- _What is required_
Look through the entries below. Report each line that has the word "display" in it.

(Records from a collection)
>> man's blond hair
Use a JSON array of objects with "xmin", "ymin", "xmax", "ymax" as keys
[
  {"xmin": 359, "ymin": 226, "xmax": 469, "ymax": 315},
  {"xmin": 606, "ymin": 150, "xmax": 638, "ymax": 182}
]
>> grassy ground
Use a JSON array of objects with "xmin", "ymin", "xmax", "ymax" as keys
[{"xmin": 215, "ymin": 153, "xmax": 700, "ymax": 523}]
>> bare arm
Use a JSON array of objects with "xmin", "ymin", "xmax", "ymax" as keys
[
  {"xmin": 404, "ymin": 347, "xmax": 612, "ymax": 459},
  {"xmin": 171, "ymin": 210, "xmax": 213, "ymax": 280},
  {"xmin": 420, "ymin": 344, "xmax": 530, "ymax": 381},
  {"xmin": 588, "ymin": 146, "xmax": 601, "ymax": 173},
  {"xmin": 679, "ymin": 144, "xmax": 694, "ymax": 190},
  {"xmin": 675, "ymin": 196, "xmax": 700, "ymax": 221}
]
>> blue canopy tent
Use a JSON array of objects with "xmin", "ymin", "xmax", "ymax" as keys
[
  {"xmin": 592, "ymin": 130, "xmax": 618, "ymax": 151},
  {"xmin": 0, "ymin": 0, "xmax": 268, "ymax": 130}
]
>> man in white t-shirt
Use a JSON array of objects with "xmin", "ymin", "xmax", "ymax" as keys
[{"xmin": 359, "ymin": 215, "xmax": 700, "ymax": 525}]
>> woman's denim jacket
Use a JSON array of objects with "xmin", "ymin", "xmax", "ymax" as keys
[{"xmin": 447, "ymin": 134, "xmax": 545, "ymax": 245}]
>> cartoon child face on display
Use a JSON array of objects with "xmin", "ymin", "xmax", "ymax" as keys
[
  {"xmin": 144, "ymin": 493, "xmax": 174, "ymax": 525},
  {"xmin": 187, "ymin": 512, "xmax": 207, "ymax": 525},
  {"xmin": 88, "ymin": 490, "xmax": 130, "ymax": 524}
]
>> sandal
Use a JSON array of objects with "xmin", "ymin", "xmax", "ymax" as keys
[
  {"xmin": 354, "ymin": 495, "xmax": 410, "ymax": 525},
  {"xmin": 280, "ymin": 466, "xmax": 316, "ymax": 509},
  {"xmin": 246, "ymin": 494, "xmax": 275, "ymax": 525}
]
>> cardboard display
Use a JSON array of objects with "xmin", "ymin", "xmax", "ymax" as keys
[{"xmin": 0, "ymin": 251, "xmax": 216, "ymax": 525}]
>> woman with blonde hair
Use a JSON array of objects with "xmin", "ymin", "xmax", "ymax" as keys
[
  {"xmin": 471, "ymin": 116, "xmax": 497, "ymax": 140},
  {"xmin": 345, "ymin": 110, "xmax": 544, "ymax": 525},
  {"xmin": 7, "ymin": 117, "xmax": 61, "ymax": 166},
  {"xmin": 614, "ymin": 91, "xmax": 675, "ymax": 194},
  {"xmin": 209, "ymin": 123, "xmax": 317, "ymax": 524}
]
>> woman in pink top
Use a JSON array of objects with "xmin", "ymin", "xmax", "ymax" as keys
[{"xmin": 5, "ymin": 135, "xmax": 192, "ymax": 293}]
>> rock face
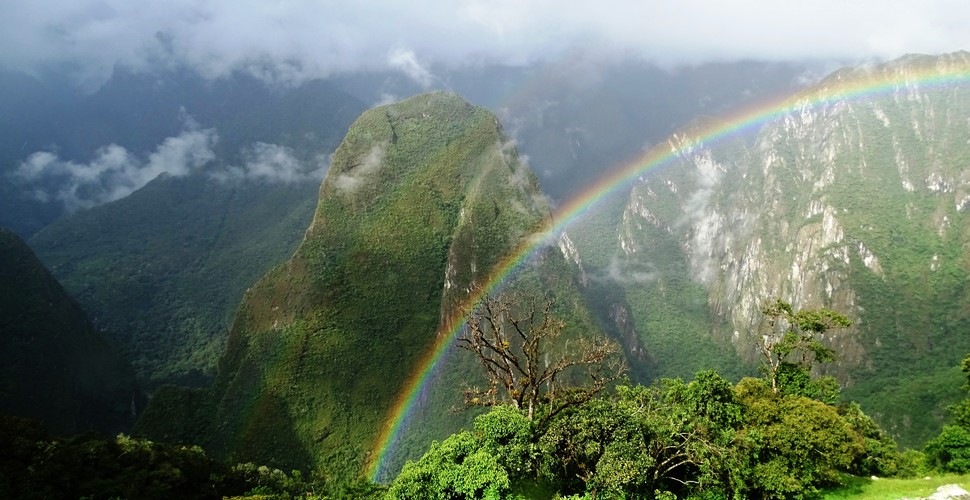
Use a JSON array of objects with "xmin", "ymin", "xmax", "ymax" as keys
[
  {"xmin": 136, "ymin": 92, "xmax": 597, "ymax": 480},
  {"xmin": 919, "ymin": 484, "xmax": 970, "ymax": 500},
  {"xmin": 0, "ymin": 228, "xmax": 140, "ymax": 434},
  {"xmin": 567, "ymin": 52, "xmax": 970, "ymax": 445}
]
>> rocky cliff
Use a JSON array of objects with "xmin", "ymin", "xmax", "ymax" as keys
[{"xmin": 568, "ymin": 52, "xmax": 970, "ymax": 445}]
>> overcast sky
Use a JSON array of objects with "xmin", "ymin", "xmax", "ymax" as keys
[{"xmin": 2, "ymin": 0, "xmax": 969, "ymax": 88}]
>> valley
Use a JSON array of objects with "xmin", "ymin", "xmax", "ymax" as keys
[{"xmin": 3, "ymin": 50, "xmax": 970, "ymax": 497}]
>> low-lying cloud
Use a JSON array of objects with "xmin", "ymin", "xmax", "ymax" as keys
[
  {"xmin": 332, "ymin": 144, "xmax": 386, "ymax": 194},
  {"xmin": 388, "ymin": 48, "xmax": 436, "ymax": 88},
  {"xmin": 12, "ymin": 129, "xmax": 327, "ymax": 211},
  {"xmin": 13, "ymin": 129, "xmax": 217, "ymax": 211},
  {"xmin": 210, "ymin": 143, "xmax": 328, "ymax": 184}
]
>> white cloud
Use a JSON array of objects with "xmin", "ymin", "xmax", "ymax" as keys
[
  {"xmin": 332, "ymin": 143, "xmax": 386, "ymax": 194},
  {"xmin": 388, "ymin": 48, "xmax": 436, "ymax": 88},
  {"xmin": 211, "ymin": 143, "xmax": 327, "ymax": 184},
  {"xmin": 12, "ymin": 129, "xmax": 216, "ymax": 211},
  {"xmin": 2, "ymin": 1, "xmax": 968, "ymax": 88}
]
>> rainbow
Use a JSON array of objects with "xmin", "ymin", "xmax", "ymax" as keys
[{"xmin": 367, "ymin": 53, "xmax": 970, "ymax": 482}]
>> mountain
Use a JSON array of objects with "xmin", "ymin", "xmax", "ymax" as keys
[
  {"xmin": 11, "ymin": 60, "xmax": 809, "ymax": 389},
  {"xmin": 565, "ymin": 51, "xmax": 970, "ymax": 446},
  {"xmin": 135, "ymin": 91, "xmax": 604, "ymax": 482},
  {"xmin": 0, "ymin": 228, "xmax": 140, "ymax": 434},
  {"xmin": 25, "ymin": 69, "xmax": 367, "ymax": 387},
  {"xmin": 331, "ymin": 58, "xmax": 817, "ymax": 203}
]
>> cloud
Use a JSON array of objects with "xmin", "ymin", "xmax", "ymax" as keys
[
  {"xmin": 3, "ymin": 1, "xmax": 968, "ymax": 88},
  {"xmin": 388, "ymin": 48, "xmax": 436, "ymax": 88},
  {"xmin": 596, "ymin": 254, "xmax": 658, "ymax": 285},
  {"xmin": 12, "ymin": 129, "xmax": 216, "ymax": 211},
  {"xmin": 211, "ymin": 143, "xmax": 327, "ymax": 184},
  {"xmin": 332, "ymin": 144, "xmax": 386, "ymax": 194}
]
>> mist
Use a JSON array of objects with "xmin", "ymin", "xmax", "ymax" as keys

- _Solution to the exercise_
>> cartoon child face on display
>> cardboard display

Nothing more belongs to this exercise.